▶ Exercise instructions: Swap every "marker" in the material below for "point" and write out all the lines again with nothing else changed.

▶ Excerpted data:

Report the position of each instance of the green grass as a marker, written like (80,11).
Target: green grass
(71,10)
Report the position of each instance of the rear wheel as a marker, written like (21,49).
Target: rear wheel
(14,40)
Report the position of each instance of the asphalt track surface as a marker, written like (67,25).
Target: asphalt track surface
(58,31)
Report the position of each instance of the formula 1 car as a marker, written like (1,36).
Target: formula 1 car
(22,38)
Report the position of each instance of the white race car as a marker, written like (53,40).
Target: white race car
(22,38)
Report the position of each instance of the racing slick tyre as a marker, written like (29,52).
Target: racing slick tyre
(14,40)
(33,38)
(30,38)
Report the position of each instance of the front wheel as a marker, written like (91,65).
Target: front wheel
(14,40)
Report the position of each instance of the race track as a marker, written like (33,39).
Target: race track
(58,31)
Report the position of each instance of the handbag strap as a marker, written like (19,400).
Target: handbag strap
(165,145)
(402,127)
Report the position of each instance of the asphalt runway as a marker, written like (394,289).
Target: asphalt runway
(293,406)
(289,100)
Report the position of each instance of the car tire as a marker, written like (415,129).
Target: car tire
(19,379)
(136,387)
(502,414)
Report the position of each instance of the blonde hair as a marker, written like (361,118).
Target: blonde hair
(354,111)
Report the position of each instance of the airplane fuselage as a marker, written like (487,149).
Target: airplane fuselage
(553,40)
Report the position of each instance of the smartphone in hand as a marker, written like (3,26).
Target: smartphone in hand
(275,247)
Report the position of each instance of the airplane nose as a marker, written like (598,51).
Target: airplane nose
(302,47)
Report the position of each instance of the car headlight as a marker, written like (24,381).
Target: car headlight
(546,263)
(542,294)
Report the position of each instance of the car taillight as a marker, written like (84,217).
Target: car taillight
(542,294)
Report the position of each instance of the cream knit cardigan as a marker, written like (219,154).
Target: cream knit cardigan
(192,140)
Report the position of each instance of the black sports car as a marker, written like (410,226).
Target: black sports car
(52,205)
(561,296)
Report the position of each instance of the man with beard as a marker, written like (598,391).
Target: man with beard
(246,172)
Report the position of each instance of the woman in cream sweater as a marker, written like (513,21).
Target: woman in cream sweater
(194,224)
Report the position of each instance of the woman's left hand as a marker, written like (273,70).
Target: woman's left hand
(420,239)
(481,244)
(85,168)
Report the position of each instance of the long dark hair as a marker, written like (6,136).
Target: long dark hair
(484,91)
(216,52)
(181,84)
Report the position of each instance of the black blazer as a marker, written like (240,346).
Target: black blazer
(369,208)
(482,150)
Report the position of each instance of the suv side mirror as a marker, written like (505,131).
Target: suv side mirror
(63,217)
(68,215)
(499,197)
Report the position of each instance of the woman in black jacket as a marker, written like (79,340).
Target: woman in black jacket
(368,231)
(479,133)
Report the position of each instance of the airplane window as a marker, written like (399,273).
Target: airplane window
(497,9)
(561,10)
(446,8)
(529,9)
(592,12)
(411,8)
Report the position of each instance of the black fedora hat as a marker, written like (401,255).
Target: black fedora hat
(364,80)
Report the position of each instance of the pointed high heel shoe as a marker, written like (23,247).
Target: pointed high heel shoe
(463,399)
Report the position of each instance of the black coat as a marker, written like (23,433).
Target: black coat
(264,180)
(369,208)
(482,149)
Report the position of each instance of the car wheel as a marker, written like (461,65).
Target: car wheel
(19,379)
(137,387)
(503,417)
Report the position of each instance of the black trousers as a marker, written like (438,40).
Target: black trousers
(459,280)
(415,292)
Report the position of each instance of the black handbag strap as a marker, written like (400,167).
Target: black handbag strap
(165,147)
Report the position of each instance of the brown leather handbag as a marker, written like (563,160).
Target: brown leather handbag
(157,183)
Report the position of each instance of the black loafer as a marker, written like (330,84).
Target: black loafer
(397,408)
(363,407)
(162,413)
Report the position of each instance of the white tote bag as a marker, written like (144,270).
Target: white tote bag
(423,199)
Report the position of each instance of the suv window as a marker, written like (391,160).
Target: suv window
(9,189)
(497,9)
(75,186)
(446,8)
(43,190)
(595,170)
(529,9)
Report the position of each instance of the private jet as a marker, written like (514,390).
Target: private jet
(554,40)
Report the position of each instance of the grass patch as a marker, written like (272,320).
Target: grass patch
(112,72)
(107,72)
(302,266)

▶ The answer:
Report the position of each instance of the green grass as a point, written like (80,11).
Target: green grass
(71,10)
Report the position of each instance of the rear wheel as a point, written like (21,49).
Target: rear wheel
(14,40)
Report the position of each instance of the asphalt track surface as a point, written like (67,25).
Target: asphalt track surface
(58,31)
Report the position of each instance of the formula 1 car as a point, written like (1,36).
Target: formula 1 car
(22,38)
Report the position of each instance of the white race car as a point, written like (53,40).
Target: white race car
(22,38)
Report the position of each instance of the racing slick tyre as a point, written like (29,52).
Target: racing slick tyre
(14,40)
(33,38)
(30,38)
Report the position of each instance of the front wheel as a point, written like (91,65).
Target: front wheel
(14,40)
Report the position of each instance of the race track as a point, written like (33,39).
Target: race track
(58,31)
Report the position of each instance of the handbag strap as a point, written like (19,400).
Target: handbag strap
(165,145)
(402,127)
Report the position of each instance of the asphalt runway as a point, written like (394,289).
Target: asphalt runway
(293,406)
(289,100)
Report the position of each instance of the car tire as a point, written like (415,129).
Target: car tire
(19,379)
(136,387)
(502,414)
Report the position of each instance of the blonde hair as a point, written like (361,118).
Target: blonde hair
(354,111)
Report the position of each instance of the airplane fuselage as a point, written like (487,149).
Target: airplane fuselage
(553,40)
Report the position of each instance of the smartphone in hand as a point, written like (3,26).
Target: smartphone in hand
(275,247)
Report the position of each instance of the airplane nose as a point, written like (598,51).
Target: airplane nose
(302,47)
Report the position of each instance of the car headlight as a point, written like (24,381).
Target: car headlight
(546,263)
(542,294)
Report the position of each instance of the car taillight as a point, written like (84,217).
Target: car taillight
(542,294)
Report the position of each instance of the cream knit cardigan as a point, written like (219,154).
Target: cream knit cardigan
(192,140)
Report the position of each instance of the black sports car as a point, written like (410,226).
Target: black sports car
(52,205)
(561,296)
Report the position of each instance of the man with beard as a point, written like (598,391).
Target: man with beard
(246,172)
Report the position of each instance of the woman in cream sweater as a point, written like (513,21).
Target: woman in cream sweater
(194,224)
Report the position of each instance of the woman's left hand as a point, written like (273,70).
Target: woman's left hand
(420,239)
(481,244)
(85,168)
Report the position of each instance of the long dark hair as a point, written like (6,136).
Target: long dark hair
(484,91)
(216,52)
(181,84)
Report the position of each instance of the black blazer as a point, written like (240,346).
Target: black blazer
(369,208)
(482,150)
Report the position of each instance of the suv side mirror as a point, written like (505,131).
Target: suv side mirror
(63,217)
(68,215)
(499,197)
Report the position of each instance of the woman in black jacket as a point, written like (79,340).
Target: woman in black jacket
(368,231)
(479,133)
Report the position of each instance of the airplane window as a point, written like (399,273).
Target: airplane window
(497,9)
(561,10)
(446,8)
(529,9)
(592,12)
(411,8)
Report the position of each instance of the black fedora hat as a point, written like (401,255).
Target: black fedora hat
(364,80)
Report the position of each instance of the pointed high heel shoe as a point, written like (23,247).
Target: pointed high heel shoe
(463,399)
Report the position of each instance of the black coat as a point, written like (23,433).
Target: black coat
(264,180)
(369,208)
(482,149)
Report the position of each instance of the car wheel as a point, written like (461,65).
Target: car wheel
(19,379)
(137,387)
(503,417)
Report the position of each instance of the black trousers as a point, written like (438,40).
Target: black trousers
(459,280)
(415,292)
Report the position of each instance of the black handbag strap as a point, written like (400,167).
Target: black handbag strap
(165,147)
Report the position of each instance of the brown leather handbag as a point, written like (563,160).
Target: brown leather handbag
(157,183)
Report the position of each instance of the black loafer as a point, written like (330,84).
Target: black loafer
(397,408)
(363,407)
(162,413)
Report the position of each instance of the white tote bag as a point, written like (144,270).
Target: white tote bag
(423,199)
Report the position of each instance of the suv window as a point, written like (391,160).
Target: suv window
(9,189)
(497,9)
(75,186)
(446,8)
(43,190)
(595,170)
(529,9)
Report the position of each instance of the private jet as a point, written like (514,390).
Target: private jet
(554,40)
Report the position of each instance of the grass patch as a point, written like (272,320).
Target: grass patch
(112,72)
(107,72)
(302,266)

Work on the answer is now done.